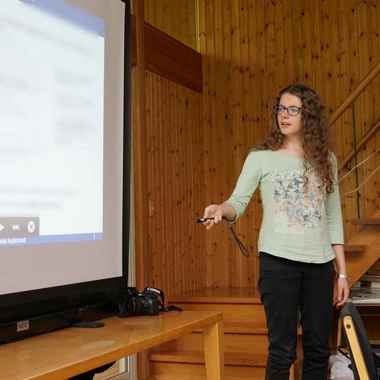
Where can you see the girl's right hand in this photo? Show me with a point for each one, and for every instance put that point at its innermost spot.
(215, 212)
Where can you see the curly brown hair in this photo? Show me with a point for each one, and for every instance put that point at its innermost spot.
(316, 139)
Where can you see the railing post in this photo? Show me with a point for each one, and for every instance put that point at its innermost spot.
(355, 160)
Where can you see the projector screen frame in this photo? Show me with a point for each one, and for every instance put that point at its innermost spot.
(33, 312)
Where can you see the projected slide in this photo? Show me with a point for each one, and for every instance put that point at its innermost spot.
(51, 123)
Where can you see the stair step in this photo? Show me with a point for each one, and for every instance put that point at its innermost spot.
(369, 278)
(365, 221)
(190, 371)
(230, 358)
(354, 248)
(257, 328)
(219, 295)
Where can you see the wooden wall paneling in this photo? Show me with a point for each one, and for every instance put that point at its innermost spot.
(206, 128)
(262, 69)
(298, 68)
(179, 22)
(177, 175)
(316, 72)
(247, 223)
(191, 21)
(279, 52)
(270, 76)
(343, 145)
(229, 152)
(326, 59)
(257, 132)
(349, 202)
(243, 91)
(237, 114)
(176, 219)
(287, 35)
(364, 98)
(222, 264)
(175, 120)
(175, 18)
(375, 22)
(369, 189)
(151, 152)
(213, 237)
(307, 75)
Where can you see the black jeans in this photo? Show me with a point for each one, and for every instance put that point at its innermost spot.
(289, 289)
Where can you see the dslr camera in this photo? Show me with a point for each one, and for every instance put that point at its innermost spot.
(135, 303)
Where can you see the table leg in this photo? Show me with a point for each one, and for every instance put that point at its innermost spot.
(214, 351)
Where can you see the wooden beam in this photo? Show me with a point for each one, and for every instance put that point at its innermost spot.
(140, 175)
(168, 57)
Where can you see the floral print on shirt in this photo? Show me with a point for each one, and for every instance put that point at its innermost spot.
(295, 209)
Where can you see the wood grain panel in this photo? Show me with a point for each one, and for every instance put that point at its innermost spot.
(175, 167)
(328, 44)
(250, 49)
(175, 18)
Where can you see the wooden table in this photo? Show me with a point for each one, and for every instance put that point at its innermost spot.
(68, 352)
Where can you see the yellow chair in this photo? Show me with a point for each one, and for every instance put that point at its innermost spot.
(359, 346)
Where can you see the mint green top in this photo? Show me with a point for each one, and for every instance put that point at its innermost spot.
(297, 225)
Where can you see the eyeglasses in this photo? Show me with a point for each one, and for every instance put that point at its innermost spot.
(292, 111)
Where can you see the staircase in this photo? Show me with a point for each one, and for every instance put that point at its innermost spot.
(245, 338)
(245, 332)
(363, 250)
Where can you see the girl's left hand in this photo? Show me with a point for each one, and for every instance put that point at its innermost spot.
(343, 293)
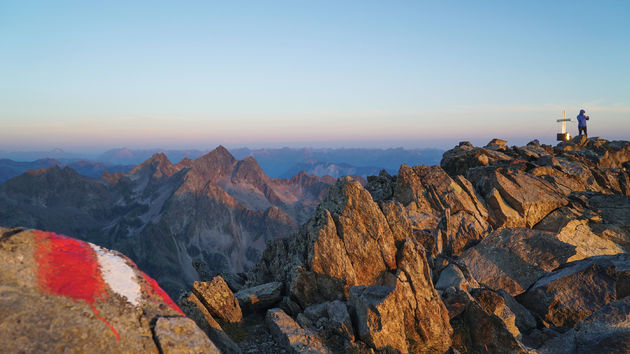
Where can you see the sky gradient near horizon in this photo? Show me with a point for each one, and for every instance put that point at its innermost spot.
(195, 74)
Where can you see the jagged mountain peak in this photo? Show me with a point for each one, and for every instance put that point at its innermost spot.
(215, 164)
(158, 164)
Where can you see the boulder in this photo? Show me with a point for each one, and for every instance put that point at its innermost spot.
(453, 276)
(61, 294)
(181, 335)
(379, 318)
(196, 311)
(524, 320)
(218, 299)
(605, 331)
(347, 242)
(513, 259)
(339, 321)
(316, 312)
(497, 143)
(261, 297)
(578, 289)
(293, 337)
(460, 159)
(516, 198)
(476, 326)
(426, 320)
(494, 303)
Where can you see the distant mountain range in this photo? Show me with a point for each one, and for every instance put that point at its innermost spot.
(10, 168)
(180, 222)
(277, 163)
(286, 162)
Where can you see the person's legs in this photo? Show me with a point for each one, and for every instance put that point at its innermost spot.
(582, 129)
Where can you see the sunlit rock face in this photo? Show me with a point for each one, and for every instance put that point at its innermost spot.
(59, 293)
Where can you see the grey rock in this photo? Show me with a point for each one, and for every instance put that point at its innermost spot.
(453, 276)
(196, 311)
(293, 337)
(379, 318)
(218, 299)
(179, 335)
(261, 297)
(315, 312)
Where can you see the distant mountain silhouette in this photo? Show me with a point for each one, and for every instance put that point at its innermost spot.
(10, 168)
(180, 222)
(286, 162)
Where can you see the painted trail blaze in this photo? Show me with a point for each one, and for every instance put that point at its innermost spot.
(69, 267)
(156, 290)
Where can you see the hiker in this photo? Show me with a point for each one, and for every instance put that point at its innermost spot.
(582, 123)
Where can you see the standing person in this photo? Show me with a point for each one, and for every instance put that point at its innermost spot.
(582, 123)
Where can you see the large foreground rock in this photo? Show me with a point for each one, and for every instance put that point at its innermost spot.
(218, 299)
(606, 331)
(380, 320)
(513, 259)
(197, 311)
(61, 294)
(577, 290)
(291, 335)
(259, 297)
(180, 335)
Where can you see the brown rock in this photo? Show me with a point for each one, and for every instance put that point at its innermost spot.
(425, 316)
(494, 303)
(379, 318)
(293, 337)
(218, 299)
(261, 297)
(196, 311)
(578, 289)
(606, 331)
(513, 259)
(61, 294)
(532, 198)
(478, 331)
(181, 335)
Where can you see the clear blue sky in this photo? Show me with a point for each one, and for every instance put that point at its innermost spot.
(96, 75)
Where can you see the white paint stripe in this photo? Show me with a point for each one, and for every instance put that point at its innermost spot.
(118, 274)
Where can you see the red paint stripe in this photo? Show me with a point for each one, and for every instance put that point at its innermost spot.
(156, 290)
(69, 267)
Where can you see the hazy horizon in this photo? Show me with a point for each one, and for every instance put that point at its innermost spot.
(96, 76)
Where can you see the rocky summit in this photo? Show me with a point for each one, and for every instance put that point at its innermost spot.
(501, 249)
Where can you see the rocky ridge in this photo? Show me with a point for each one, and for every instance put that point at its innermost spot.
(454, 257)
(499, 249)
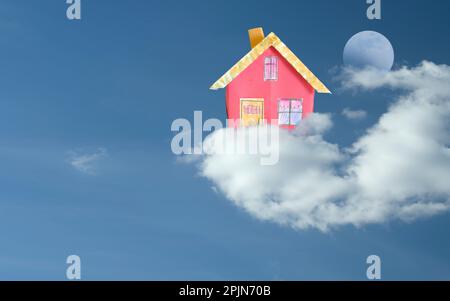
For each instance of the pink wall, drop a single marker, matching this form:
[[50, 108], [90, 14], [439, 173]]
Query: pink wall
[[250, 84]]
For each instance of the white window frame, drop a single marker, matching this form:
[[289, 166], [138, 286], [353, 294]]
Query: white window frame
[[290, 110], [271, 68]]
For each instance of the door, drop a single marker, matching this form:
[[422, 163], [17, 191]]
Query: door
[[252, 111]]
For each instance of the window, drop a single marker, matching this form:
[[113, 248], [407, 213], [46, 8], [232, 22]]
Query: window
[[290, 111], [271, 68]]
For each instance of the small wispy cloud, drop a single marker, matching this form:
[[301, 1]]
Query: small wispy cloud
[[86, 161], [354, 114]]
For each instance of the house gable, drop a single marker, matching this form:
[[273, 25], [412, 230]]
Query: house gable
[[270, 41]]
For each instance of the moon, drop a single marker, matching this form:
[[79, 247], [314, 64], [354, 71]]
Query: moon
[[369, 49]]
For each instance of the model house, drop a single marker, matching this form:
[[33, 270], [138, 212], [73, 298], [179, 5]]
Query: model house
[[269, 83]]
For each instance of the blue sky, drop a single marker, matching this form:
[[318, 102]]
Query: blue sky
[[117, 79]]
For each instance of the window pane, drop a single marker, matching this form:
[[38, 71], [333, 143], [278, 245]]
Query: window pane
[[295, 118], [296, 106], [283, 118], [283, 106], [270, 68]]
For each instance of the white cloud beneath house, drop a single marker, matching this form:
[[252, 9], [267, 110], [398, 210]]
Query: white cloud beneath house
[[400, 169], [86, 161], [354, 114]]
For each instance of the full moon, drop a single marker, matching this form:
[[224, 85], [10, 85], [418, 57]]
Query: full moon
[[369, 49]]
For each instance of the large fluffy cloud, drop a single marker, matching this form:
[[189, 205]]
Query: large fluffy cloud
[[400, 169]]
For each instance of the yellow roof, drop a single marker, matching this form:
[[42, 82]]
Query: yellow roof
[[249, 58]]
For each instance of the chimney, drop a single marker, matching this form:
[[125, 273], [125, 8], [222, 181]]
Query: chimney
[[256, 35]]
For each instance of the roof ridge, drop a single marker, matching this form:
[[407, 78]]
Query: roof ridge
[[270, 40]]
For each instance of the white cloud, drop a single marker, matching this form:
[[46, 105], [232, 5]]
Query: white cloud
[[86, 161], [400, 169], [354, 114]]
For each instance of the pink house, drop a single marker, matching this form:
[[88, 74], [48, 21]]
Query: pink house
[[269, 83]]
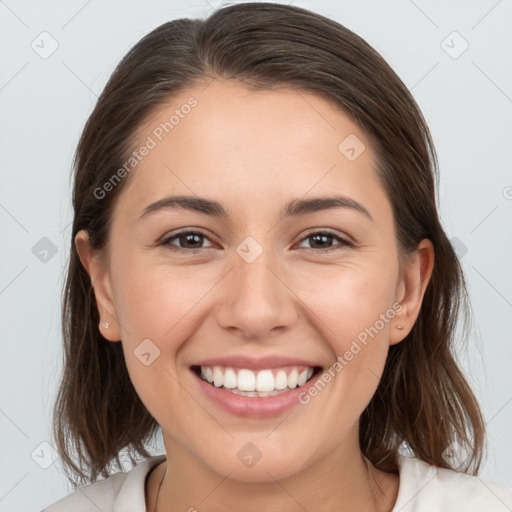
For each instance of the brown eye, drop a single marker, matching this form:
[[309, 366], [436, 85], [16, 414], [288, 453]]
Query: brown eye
[[187, 240], [322, 240]]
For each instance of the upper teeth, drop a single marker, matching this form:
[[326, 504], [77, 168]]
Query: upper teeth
[[263, 380]]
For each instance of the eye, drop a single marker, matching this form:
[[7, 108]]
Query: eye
[[191, 239], [323, 238]]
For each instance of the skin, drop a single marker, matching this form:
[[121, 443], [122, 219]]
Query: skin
[[263, 148]]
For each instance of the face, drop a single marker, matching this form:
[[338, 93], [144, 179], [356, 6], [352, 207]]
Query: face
[[261, 293]]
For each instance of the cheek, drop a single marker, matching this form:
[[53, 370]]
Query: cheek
[[346, 300]]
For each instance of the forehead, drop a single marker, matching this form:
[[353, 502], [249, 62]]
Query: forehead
[[226, 141]]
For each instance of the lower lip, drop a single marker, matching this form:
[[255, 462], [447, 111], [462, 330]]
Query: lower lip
[[254, 407]]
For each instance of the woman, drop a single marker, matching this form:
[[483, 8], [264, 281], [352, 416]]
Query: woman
[[258, 268]]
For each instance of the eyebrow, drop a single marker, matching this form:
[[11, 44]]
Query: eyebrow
[[294, 208]]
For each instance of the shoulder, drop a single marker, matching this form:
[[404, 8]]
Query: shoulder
[[427, 488], [121, 491]]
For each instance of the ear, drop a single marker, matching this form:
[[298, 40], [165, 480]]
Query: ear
[[411, 289], [100, 280]]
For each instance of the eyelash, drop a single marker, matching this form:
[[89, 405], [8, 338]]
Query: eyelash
[[343, 242]]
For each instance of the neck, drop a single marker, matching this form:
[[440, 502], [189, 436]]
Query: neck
[[343, 479]]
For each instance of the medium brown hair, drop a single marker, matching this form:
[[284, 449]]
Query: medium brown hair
[[423, 400]]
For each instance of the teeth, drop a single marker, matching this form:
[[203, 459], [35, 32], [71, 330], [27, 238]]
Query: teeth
[[263, 383]]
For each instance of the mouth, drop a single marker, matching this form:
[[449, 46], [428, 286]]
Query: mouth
[[263, 383]]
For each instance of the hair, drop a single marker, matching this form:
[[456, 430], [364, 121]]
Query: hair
[[423, 400]]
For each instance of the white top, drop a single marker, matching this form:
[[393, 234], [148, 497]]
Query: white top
[[422, 488]]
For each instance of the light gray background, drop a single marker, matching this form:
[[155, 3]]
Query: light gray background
[[44, 103]]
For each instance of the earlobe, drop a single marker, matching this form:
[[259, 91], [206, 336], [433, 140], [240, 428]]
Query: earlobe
[[100, 281], [411, 288]]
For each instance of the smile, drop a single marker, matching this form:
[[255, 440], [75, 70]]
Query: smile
[[262, 383]]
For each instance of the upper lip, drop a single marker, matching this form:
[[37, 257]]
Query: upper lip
[[252, 363]]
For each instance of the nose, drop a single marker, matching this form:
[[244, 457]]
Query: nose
[[257, 303]]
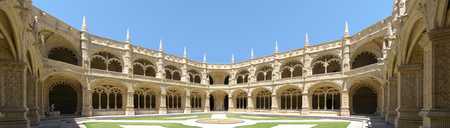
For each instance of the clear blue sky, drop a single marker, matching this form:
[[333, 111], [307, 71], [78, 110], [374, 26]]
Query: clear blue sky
[[220, 27]]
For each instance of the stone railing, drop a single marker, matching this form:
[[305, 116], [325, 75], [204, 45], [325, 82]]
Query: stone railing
[[55, 64], [372, 68], [110, 74]]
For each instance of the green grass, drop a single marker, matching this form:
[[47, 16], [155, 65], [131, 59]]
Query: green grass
[[117, 125], [318, 125], [200, 116], [255, 117]]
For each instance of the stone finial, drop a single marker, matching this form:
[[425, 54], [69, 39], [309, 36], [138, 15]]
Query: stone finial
[[185, 52], [306, 40], [84, 25], [346, 31], [204, 57], [390, 29], [161, 48], [252, 54], [232, 59], [276, 47], [128, 36]]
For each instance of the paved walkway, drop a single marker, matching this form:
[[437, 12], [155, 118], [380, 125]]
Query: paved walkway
[[192, 122]]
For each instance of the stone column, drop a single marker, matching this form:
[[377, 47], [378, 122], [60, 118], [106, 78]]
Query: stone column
[[274, 103], [307, 69], [385, 97], [436, 112], [392, 100], [205, 79], [408, 104], [160, 67], [250, 107], [276, 70], [230, 103], [187, 106], [162, 104], [184, 73], [305, 103], [33, 113], [87, 99], [345, 109], [207, 102], [233, 77], [41, 98], [127, 60], [252, 75], [129, 108], [14, 89]]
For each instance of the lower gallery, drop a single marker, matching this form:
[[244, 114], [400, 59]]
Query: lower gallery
[[396, 70]]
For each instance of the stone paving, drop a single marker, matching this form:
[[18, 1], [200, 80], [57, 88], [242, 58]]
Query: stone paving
[[192, 122], [294, 126]]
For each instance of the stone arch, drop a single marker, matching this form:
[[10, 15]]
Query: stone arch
[[64, 92], [218, 100], [218, 76], [63, 54], [289, 97], [144, 67], [226, 81], [106, 61], [240, 99], [262, 98], [175, 100], [264, 73], [292, 69], [9, 46], [172, 72], [108, 95], [194, 76], [242, 76], [146, 99], [363, 59], [197, 98], [365, 96], [325, 97], [326, 64]]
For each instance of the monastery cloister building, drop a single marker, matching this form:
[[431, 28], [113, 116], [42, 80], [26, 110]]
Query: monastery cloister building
[[398, 69]]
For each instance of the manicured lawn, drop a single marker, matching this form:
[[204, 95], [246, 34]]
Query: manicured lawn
[[318, 125], [255, 117], [180, 117], [117, 125]]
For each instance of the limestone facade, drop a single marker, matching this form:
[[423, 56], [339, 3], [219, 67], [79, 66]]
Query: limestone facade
[[396, 69]]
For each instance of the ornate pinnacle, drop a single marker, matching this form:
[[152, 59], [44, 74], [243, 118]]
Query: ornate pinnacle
[[252, 54], [84, 25], [306, 40], [204, 57], [346, 31], [185, 52], [232, 59], [276, 47], [161, 48], [128, 36]]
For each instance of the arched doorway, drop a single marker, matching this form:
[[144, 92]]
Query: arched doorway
[[225, 103], [364, 101], [218, 101], [211, 103], [64, 98]]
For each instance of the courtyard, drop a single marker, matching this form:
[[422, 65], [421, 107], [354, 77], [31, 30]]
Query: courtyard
[[219, 120]]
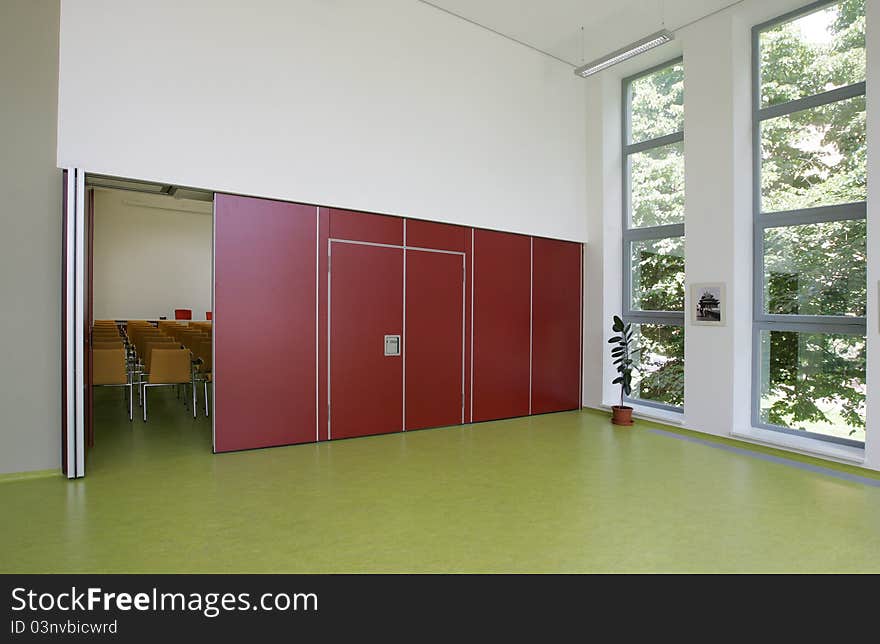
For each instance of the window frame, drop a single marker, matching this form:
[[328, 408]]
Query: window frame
[[761, 321], [650, 233]]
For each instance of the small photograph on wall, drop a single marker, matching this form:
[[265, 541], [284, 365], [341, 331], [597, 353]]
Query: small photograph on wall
[[707, 304]]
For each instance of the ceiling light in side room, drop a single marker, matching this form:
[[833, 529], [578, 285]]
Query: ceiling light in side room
[[625, 53]]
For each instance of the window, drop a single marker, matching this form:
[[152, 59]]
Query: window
[[810, 228], [653, 231]]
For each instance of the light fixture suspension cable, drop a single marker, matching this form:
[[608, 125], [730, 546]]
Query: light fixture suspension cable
[[553, 56]]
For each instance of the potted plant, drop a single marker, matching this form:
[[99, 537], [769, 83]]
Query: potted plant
[[622, 354]]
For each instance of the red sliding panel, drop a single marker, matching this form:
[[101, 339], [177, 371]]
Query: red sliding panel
[[366, 304], [501, 320], [556, 325], [361, 226], [427, 234], [265, 309], [434, 339]]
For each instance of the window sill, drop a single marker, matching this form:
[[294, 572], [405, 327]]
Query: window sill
[[652, 413], [802, 444]]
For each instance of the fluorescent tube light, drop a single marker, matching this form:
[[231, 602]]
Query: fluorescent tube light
[[636, 48]]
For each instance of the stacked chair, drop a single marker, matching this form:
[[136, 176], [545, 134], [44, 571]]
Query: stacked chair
[[143, 355], [156, 358], [110, 366]]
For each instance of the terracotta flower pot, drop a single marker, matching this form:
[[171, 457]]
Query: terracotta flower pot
[[621, 415]]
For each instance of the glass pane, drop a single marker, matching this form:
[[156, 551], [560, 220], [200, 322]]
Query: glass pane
[[814, 382], [657, 104], [820, 51], [659, 366], [815, 157], [658, 274], [657, 186], [816, 269]]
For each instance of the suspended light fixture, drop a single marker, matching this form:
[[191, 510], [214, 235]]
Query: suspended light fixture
[[639, 47]]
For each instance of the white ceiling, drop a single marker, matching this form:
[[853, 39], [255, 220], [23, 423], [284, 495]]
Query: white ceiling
[[554, 26]]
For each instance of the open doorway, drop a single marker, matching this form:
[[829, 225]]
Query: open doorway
[[148, 312]]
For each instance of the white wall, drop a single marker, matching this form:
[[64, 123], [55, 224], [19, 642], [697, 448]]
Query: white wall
[[718, 222], [152, 254], [389, 106], [30, 239]]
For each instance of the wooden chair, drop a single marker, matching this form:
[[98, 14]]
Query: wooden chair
[[109, 370], [204, 375], [168, 367]]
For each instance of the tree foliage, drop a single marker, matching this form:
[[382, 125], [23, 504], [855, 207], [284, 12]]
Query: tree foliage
[[810, 158]]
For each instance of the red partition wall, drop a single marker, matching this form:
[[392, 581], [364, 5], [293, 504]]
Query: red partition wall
[[556, 325], [361, 226], [501, 324], [428, 234], [434, 338], [366, 304], [265, 310]]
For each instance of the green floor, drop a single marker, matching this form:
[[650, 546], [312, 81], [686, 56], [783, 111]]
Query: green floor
[[558, 493]]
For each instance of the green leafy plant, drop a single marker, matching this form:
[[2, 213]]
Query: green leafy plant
[[622, 353]]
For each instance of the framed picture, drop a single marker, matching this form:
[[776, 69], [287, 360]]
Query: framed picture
[[708, 304]]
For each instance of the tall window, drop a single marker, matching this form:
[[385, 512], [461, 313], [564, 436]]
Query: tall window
[[653, 231], [810, 232]]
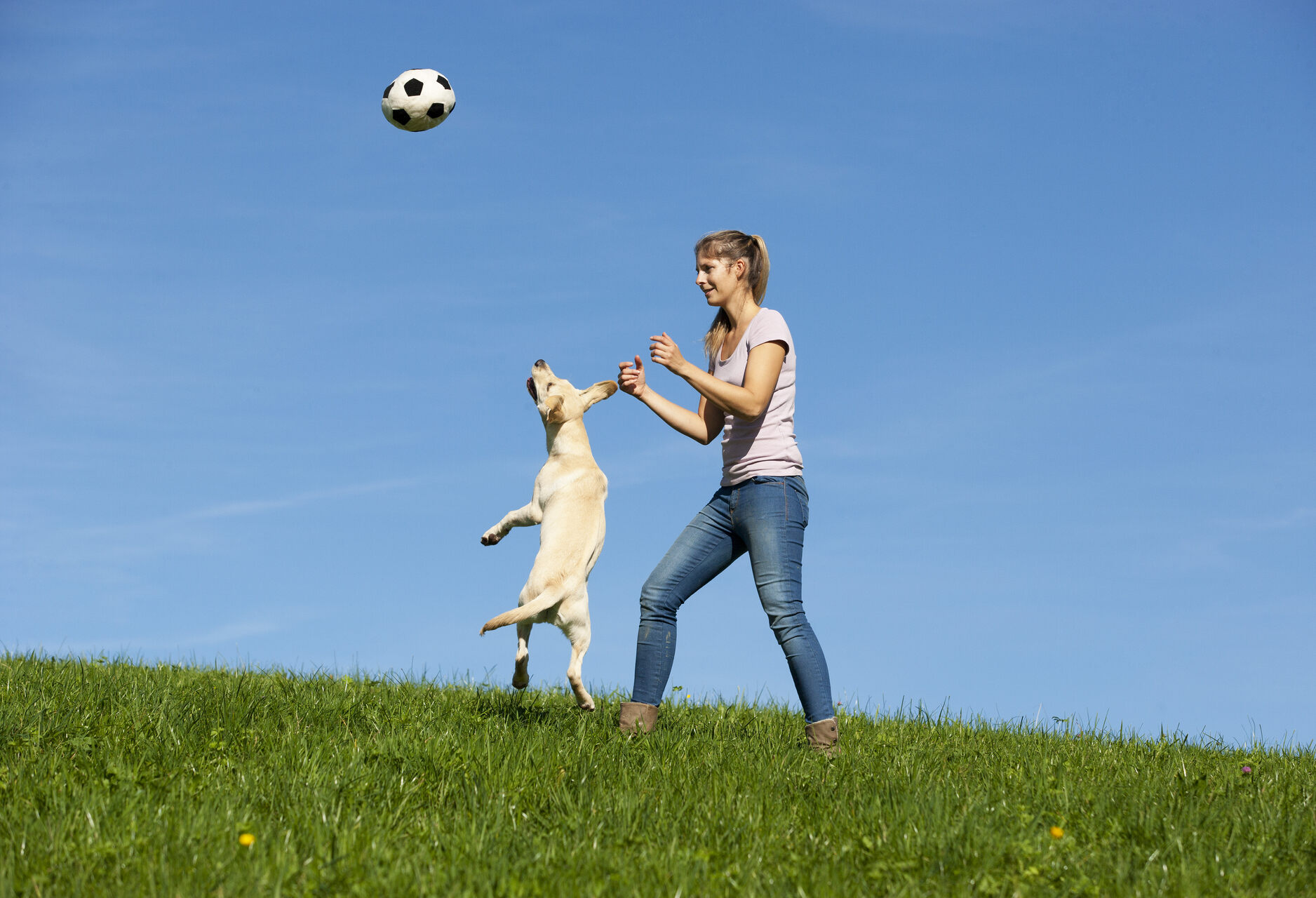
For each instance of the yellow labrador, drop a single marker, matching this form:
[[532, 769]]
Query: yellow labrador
[[568, 504]]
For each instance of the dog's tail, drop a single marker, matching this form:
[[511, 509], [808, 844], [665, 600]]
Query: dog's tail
[[542, 602]]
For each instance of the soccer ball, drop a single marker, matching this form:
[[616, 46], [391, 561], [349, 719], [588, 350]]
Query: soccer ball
[[417, 99]]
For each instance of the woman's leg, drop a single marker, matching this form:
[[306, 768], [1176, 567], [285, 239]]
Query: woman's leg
[[770, 515], [703, 551]]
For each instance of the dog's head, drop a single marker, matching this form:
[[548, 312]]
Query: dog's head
[[557, 399]]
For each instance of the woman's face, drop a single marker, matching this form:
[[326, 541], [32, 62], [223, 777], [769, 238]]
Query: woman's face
[[719, 278]]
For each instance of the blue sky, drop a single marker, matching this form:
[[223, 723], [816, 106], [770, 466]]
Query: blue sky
[[1049, 267]]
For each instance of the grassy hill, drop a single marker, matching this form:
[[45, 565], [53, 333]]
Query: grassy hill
[[128, 780]]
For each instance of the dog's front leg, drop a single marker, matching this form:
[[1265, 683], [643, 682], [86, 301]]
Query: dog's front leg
[[525, 516], [521, 676]]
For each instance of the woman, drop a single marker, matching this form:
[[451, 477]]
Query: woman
[[748, 395]]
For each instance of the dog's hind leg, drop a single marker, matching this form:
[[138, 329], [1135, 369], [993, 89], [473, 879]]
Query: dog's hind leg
[[521, 677], [578, 631]]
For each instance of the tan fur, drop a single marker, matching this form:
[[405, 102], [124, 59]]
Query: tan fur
[[568, 504]]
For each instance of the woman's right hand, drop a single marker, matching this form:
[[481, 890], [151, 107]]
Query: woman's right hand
[[632, 378]]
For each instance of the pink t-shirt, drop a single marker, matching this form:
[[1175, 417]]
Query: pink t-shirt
[[764, 447]]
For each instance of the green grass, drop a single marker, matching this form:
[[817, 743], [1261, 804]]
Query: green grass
[[119, 779]]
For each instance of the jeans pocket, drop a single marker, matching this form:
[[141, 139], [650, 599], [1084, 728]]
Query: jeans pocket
[[795, 486]]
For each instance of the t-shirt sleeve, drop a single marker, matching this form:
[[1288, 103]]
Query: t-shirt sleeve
[[769, 326]]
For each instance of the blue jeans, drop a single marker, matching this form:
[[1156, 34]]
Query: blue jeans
[[765, 516]]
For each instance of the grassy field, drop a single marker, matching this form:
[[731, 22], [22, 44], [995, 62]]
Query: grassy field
[[128, 780]]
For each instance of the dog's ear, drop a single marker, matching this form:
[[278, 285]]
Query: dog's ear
[[598, 393], [554, 414]]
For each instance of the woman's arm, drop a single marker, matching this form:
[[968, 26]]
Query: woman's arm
[[761, 372], [703, 426]]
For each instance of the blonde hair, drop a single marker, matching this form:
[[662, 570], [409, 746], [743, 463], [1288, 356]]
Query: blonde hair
[[728, 246]]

---------------

Copy the lines above word for word, from the line containing "For each instance of the lower gallery, drop" through the line containing "[[192, 122], [294, 126]]", including both of those lines.

For each instance of the lower gallery, drop a single marker, matching this form:
[[244, 114], [400, 59]]
Query: lower gallery
[[396, 70]]
For each instance of the stone paving, drop a single marker, matching this form:
[[18, 1], [200, 80], [57, 88], [242, 58]]
Query: stone paving
[[192, 122], [294, 126]]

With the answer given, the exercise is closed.